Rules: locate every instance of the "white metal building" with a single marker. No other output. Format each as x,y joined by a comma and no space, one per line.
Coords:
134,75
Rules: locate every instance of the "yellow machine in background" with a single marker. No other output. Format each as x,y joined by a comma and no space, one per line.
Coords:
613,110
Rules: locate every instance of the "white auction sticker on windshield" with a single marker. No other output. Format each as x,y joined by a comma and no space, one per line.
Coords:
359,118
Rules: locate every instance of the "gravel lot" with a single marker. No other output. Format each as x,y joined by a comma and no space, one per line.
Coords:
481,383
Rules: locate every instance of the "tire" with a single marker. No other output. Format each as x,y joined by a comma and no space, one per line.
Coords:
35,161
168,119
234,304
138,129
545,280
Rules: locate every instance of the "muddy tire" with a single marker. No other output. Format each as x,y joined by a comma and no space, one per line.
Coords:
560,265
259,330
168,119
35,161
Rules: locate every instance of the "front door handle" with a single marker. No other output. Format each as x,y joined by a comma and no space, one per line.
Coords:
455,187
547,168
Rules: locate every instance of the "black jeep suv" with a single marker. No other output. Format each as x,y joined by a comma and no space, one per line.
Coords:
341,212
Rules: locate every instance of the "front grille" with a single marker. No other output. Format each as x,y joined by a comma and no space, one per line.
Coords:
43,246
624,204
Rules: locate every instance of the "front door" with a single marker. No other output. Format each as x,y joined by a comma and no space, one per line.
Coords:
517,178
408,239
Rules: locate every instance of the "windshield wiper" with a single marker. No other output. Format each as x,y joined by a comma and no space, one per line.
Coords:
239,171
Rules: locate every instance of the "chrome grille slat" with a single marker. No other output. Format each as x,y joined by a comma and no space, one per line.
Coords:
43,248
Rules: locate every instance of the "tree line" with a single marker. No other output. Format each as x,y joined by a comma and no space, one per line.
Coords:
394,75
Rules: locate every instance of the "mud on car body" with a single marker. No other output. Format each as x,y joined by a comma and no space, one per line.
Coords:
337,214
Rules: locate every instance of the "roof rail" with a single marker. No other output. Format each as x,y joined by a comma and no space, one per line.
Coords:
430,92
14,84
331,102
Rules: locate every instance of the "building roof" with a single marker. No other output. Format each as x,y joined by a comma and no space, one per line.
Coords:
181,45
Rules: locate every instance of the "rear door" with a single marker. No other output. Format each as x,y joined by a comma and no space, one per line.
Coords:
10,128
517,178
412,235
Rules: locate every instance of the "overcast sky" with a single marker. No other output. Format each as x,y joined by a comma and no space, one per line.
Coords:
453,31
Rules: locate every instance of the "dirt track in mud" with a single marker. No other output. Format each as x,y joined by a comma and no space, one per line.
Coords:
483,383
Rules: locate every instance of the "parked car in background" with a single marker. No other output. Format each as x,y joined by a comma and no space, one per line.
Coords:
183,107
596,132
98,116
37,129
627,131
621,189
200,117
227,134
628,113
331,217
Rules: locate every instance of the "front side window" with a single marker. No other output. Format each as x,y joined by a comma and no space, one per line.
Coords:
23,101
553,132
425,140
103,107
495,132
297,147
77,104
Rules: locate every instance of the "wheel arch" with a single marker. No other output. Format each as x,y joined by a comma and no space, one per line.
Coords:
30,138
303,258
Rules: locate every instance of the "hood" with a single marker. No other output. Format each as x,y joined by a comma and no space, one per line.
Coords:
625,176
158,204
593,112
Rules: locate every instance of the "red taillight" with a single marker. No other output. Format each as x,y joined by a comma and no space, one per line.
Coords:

● ● ●

## Task objective
Your answer must be the full set of entries, copied exactly.

## Answer section
Rules: locate every instance of the "white metal building" with a single marker. No other output. Format each as x,y joined by a comma and no space, one per line.
Coords:
134,75
Rules: locate every instance of the "yellow machine in background" with a single marker. No other output. Format each as x,y joined by a comma and no space, one per line.
Coords:
613,110
Rules: locate every instance of the "white auction sticker on windshield" with a single marker. No other output. Format each as x,y joined by a comma and no space, one per line.
Coords:
359,118
Rules: locate every instance of the "gravel lot" with a single marker. No other output. Format each as x,y joined by a comma and no space, one per line.
Coords:
481,383
Rules: locate every instance of the "tire" with a single marker. No other output. Format each as x,y joined by a comma and no space, one per line.
Coords:
35,161
168,119
234,304
138,129
545,280
Rules: locate every instance of the "muddy tire" with a single marker. No other output. Format each as x,y joined by a comma and no space, one per line.
Coords:
560,265
259,330
168,119
35,161
Rules: locate every instance of the "front door handle" with a single marker. No other output. Format each as x,y joined by a comma and no space, one per line.
Coords:
455,187
547,168
Rules: locate every instance of the "black jeep suv" with a single marker. No other output. Format each as x,y joined by a comma and no space, one per line.
Coords:
341,212
Rules: locate every instance of the "front grille" with a single marker. No other output. Format each as x,y joined by a comma and no space, one per line.
Coords:
43,246
624,204
Rules: locate every instance of the "front door" with a single marker. No other output. Format each as x,y joined by a comma and no space, one per line.
Coords:
517,178
408,239
Rules: locate every instance of the "windshield wiper" with a single marker. No other output. Format each as x,y joined by a comma and no space, one per line.
Coords:
239,171
Rules: locate every instance of the "chrome grille slat" with a single marker. No other output. Format each as x,y joined by a comma and no space, one per line.
Coords:
43,248
Rules: locate every instance of the "tree line" with a single marker. No other output. Format each as x,y joined by a comma and no space, one per line.
Coords:
394,75
Rules: locate every instance of the "mud on car body" with a single marker. No other output. Format each as x,y joined by a comma and no space, one per line.
Coords:
337,214
Rules: locate every instance of the "roof rail" with a single marker. No other output. Format each as x,y joined by a comma and no space, one per line.
Coords:
430,92
14,84
331,102
Rules: locate every instance of the "building roof" with a single marker. No other output. Format each as x,y joined by a comma and no space, one per line.
Coords:
181,45
Rules: locate every instance of the "rear door" with a single marker. No other output. Format each as x,y joined by a comma and no space, one per line.
Coords:
10,128
517,178
412,235
Rules: locate every instance of the "overcast sky" with a single marker. No other output. Format each as x,y joined by a comma and no space, one per line.
Coords:
453,31
Rules: locate every instance of the "dirt track in mud" with a single marker. No other output. Format each as x,y joined by a comma and no space, one per line.
Coords:
483,383
Rules: locate every instance of the "parked car in background" with a single marker. No other output. Format each as x,y joined by a comma and no space, one per line.
Coords:
183,107
596,132
98,116
37,129
627,131
621,189
200,117
227,134
628,113
331,217
Rules: locate every instance of the "front side window" with a single marker. No other output. Format each as x,y joined by a comma and no space, one per line.
Coords:
23,101
553,132
425,140
103,107
495,132
297,147
77,104
Rules: locate every instance of the "wheel arch" with a single marker. No other output. Format each as x,y joined by a comma and no space, one per line.
Coords:
30,138
303,258
Rules: locate every instance of the "hood" with a single marker. No other output. Format each as x,y joined by a comma and no space, one per line.
Coords:
625,176
158,204
593,112
Rules: locate every instance of the "red taillight" with a single marker. No other output. Format each as x,y joined by a comma and no space, one per line.
Coords:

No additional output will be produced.